→ **WHAT YOU WILL DO**
Return every line of the data below verbatim, with nothing added, dropped or changed.

→ **MATERIALS PROVIDED**
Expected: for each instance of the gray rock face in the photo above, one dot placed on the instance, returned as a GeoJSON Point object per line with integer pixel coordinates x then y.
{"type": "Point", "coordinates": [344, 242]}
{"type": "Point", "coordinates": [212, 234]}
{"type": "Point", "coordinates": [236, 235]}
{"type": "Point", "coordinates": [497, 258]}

→ **ANSWER FOR THE TASK**
Expected: for each instance of the gray rock face in the photo above, one dot placed on the instance, returned as a GeoJSON Point object per line with integer pixel coordinates x then y.
{"type": "Point", "coordinates": [344, 242]}
{"type": "Point", "coordinates": [212, 234]}
{"type": "Point", "coordinates": [236, 235]}
{"type": "Point", "coordinates": [497, 258]}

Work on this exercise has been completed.